* INSTRUCTION 1: Edit the Samoa foreign investment provisions from "7. Functions of" up to and including "investment in Samoa.", replacing "Chief Executive Officer" with "Registrar".
* INSTRUCTION 2: Name every list of business or economic activities mentioned in the Samoa foreign investment provisions.
* INSTRUCTION 3: Carry on the Samoa foreign investment provisions from the point where they stop.

* TEXT SHOWN:

====

7. Functions of the Chief Executive Officer – In relation to the registration of foreign investment in Samoa, the Chief Executive Officer is responsible for:
(a) the coordination, establishment, maintenance and review of the—
(i) Reserved List; and
(ii) Restricted List; and
(b) the receipt and processing of applications for Foreign Investment Registration; and
(c) the issuing of certificates; and
(d) the monitoring of foreign investment in Samoa.
7A. Functions of the Ministry – (1) In relation to foreign investment in Samoa, the functions of the Ministry shall include but are not limited to the following:
(a) providing policy advice on foreign investment promotion and industry development to the Minister and Cabinet;
(b) providing advice on the application of this Act and foreign investment schemes administered by the Ministry;
(c) consulting with relevant government and non- governmental organisations in relation to areas in paragraphs (a) and (b);
(d) providing advice to overseas bodies and agencies including regional and international organisations in relation to areas in paragraphs (a) and (b);
(e) monitoring and enforcing compliance with the requirements of this Act;
(f) coordinating or carrying out investigation relating to a foreign investment query or complaint;
(g) providing a Secretariat for the Trade, Commerce and Industry Development Board and the Foreign Advisory Committee;
(h) maintaining a register of foreign investors and their investments;
(i) coordinating information on the state of industry and economic development;
(j) consulting with Ministries and other relevant stakeholders on issues related to trade, commerce and industry;
(k) disseminating information on the functions of the Ministry on foreign investment and the related schemes administered by the Ministry;
(l) assessing and attending to the training needs of the Ministry on foreign investment;
(m) creating and updating foreign investment promotional tools for Samoa;
(n) engage in joint coordination with other Ministries and agencies in the facilitation of foreign investment activities that promote Samoa as an investment location;
(o) any other functions to implement the provisions of this Act.
(2) Further functions of the Ministry in relation to foreign investment may be prescribed by regulations.
8. Receipt and approval of applications for foreign investment registration – (1) Upon receipt of an application for registration under this Act, in the prescribed form, the Chief Executive Officer shall consider the proposed business or economic activities against the Reserved, Restricted and Prohibited Lists following the relevant process prescribed by regulations, and:
(a) issue within the prescribed time, a certificate if the application relates to business or economic activities that—
(i) are not included in the Prohibited and Reserved Lists; or
(ii) are included in the Restricted List, but which meet the conditions applicable to the proposed business; or
(b) advise the applicant that the application has been rejected on the grounds that the business or economic activities—
(i) are included in the Prohibited, Reserved or Restricted Lists; or
(ii) are included in the Restricted List, and that the proposed business fails to meet the prescribed conditions.

====

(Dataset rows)
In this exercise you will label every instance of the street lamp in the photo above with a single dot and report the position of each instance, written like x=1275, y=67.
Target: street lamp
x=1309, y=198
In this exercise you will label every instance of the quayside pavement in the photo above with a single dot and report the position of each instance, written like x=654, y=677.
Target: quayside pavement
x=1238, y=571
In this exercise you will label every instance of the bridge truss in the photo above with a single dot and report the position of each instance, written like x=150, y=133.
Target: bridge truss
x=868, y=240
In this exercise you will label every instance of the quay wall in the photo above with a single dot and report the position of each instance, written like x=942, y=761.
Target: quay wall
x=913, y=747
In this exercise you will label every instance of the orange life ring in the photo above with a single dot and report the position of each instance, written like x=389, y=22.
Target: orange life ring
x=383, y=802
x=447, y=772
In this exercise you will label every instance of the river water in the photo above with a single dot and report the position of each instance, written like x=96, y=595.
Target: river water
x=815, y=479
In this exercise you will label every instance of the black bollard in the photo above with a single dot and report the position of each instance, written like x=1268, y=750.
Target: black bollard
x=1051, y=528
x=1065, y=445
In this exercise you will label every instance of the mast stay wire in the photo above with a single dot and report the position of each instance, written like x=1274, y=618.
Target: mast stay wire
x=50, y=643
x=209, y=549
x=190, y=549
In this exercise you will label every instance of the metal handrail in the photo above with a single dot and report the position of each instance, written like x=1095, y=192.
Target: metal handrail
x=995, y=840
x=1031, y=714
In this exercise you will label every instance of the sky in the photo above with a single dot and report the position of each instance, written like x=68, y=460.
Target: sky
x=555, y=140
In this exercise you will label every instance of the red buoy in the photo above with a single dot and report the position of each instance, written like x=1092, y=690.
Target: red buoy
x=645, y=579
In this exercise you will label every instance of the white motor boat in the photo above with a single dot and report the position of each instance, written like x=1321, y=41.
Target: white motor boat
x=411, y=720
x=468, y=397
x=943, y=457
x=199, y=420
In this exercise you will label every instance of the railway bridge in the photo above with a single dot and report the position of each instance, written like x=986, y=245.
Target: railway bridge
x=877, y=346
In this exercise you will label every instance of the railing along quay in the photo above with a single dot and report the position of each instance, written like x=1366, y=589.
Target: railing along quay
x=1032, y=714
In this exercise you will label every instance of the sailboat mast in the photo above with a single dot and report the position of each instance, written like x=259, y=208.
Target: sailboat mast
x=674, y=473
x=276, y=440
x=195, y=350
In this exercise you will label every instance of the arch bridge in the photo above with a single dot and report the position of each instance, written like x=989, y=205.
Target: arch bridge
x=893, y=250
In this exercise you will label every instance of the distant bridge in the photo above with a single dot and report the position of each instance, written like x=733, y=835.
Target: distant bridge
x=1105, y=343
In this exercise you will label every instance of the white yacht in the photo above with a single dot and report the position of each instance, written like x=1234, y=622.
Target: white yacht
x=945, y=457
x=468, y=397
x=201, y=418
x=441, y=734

====

* TASK OUTPUT 1:
7. Functions of the Registrar – In relation to the registration of foreign investment in Samoa, the Registrar is responsible for:
(a) the coordination, establishment, maintenance and review of the—
(i) Reserved List; and
(ii) Restricted List; and
(b) the receipt and processing of applications for Foreign Investment Registration; and
(c) the issuing of certificates; and
(d) the monitoring of foreign investment in Samoa.

* TASK OUTPUT 2:
Reserved List
Restricted List
Prohibited List

* TASK OUTPUT 3:
(2) A certificate issued under subsection (1)(a)(ii) shall have endorsed on it a list of the prescribed conditions.
(3) If the Chief Executive Officer is unable to determine whether a proposed business will include a business or economic activity that is included in the Prohibited, Reserved or Restricted Lists, the Chief Executive Officer shall refer the matter to the Minister, whose determination in this respect shall bind the Chief Executive Officer.
(4) Where a matter has been referred to the Minister under subsection (3) and any issue regarding the matter relates to the possible application of the Prohibited List, the Minister shall consult with:
(a) the Commissioner for Inland Revenue;
(b) the Chief Executive Officer;
(c) the Attorney General; or
(d) any other Ministry or agency, which the Minister deems necessary before making a determination.
(5) The Chief Executive Officer may delegate to an officer of the Ministry his or her powers under this section.
(6) A certificate issued under this section is non-transferable.
8A. Confidentiality – Information provided in an application shall be kept confidential and shall be used only for the purposes of this Act.
8B. Renewal of certificate − (1) The holder of a certificate may apply, in the prescribed form (“renewal application”) and accompanied by
the prescribed fee, to the Chief Executive Officer to renew the certificate.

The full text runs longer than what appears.